--- Start Text ---
= Daniel O'Neill (painter) =

Irish artist (1920–1974)

Daniel O'Neill (1920 - 9 March 1974) was a Romantic painter born in Belfast, Ireland.

==Biography==
The son of an electrician, and himself an electrician by trade, O'Neill was largely self-taught, although he briefly attended Belfast College of Art life classes, before working with and studying under fellow Belfast artist Sidney Smith. He quickly developed an expressionist technique, and strong romanticism, with imagery, often full of pathos, evoking the themes of love, life and death.

The start of his painting career coincided with the outbreak of World War II and after the 1941 Belfast Blitz he salvaged wood and experimented with wood carving. O'Neill's first exhibition was at the Mol Gallery in Belfast in 1941. In 1949 he visited Paris and was influenced by Georges Rouault, Maurice de Vlaminck and Maurice Utrillo. A number of works followed on which his reputation largely rests, including Place du Tertre (1949), The Blue Skirt (1949), Knockalla Hills, Donegal (1951) and Birth (1952). His later work, largely brighter in colour, was seen by critics as less successful.
--- End Text ---
--- Start Stored data ---
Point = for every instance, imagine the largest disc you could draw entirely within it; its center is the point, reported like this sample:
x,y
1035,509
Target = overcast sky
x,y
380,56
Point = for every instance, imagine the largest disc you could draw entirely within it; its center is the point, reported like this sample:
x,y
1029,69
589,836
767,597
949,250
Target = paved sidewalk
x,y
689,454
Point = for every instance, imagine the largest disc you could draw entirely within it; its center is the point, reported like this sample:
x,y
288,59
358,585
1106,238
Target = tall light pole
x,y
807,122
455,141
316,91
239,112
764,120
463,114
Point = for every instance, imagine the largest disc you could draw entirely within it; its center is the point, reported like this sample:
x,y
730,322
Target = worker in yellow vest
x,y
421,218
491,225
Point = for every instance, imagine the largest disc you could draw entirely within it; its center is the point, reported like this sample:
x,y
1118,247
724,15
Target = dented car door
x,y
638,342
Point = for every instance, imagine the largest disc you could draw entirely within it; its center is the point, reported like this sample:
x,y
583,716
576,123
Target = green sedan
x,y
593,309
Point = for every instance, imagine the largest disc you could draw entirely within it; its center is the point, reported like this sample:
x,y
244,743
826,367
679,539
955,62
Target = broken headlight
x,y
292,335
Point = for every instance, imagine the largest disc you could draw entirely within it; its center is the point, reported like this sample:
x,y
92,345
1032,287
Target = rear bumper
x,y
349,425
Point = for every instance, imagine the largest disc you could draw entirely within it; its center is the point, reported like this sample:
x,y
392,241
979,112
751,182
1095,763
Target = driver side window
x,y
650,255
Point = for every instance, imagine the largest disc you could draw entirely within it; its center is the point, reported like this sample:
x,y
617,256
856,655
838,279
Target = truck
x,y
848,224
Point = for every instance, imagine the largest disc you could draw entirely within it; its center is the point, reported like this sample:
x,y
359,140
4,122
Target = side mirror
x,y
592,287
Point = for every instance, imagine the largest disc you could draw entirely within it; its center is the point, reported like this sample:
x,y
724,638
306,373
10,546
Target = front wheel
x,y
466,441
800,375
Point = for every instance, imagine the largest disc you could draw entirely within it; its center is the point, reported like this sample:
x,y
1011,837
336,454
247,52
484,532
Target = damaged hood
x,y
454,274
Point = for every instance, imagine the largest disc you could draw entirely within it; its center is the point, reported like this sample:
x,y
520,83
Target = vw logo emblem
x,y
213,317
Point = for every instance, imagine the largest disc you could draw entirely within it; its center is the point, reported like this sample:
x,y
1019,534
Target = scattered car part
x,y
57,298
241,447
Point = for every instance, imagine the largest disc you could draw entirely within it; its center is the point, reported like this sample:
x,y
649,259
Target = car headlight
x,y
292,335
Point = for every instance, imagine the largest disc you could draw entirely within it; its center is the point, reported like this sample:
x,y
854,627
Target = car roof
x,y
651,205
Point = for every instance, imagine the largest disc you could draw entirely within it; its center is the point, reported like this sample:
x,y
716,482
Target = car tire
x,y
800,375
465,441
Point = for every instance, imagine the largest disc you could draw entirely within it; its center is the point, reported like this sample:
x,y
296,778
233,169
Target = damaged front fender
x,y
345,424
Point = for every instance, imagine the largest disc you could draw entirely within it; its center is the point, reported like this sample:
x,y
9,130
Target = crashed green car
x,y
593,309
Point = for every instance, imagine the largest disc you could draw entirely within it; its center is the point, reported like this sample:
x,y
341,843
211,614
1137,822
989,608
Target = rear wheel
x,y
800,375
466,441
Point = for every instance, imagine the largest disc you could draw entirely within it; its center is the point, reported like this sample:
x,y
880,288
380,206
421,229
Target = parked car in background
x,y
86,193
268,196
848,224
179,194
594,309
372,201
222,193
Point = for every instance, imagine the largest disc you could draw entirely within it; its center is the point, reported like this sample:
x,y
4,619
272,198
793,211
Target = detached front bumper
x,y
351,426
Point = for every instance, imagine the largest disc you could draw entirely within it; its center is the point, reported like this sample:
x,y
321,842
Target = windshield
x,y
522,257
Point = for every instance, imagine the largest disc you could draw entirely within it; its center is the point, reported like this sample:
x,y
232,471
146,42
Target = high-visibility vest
--- End Stored data ---
--- Start Stored data ---
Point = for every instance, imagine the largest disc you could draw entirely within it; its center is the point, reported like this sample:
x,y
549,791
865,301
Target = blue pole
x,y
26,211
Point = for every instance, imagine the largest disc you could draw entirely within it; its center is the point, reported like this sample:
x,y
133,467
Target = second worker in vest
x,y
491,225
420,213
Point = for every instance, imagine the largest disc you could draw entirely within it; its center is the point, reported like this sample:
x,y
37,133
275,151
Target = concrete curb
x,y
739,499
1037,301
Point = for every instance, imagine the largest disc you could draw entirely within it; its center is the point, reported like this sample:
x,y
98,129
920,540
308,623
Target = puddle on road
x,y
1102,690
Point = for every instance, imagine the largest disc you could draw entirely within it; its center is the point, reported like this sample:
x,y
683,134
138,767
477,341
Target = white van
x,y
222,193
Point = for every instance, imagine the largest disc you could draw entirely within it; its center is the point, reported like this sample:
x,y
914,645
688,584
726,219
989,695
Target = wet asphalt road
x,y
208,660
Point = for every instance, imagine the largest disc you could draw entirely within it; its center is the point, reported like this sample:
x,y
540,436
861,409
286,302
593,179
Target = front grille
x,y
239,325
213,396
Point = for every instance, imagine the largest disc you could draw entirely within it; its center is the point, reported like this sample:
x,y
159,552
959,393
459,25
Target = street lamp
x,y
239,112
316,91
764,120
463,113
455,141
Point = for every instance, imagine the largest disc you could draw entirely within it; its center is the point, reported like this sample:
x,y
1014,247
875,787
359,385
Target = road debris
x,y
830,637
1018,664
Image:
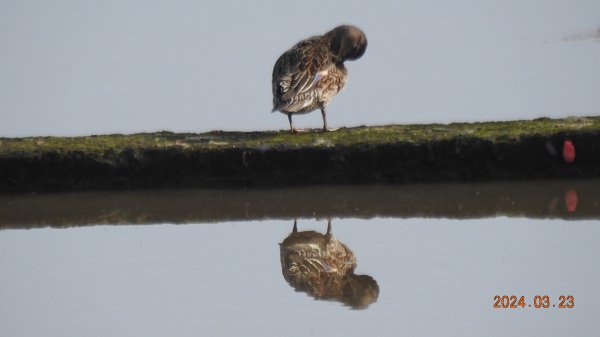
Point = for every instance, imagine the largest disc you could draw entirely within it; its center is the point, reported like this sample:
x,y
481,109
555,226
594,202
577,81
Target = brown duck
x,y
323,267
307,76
--- End Stored data ---
--- Start Stored data ---
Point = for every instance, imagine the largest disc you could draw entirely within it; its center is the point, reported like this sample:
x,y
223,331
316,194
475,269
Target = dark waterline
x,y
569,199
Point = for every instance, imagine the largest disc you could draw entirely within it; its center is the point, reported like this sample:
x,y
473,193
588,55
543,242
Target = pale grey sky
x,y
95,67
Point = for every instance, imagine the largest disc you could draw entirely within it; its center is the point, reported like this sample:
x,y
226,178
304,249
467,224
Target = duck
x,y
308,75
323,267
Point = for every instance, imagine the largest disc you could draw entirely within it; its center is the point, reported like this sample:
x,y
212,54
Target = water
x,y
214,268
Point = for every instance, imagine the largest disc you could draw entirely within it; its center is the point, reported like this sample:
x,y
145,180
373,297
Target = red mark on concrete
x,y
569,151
--- End Stored data ---
Goal of the exercise
Using the text on Daniel O'Neill, explain in one to three sentences what instruction he had even though the text calls him largely self-taught.

Answer to this task
O'Neill had only brief instruction: he attended life classes at Belfast College of Art for a short time. He then worked with and studied under the Belfast artist Sidney Smith.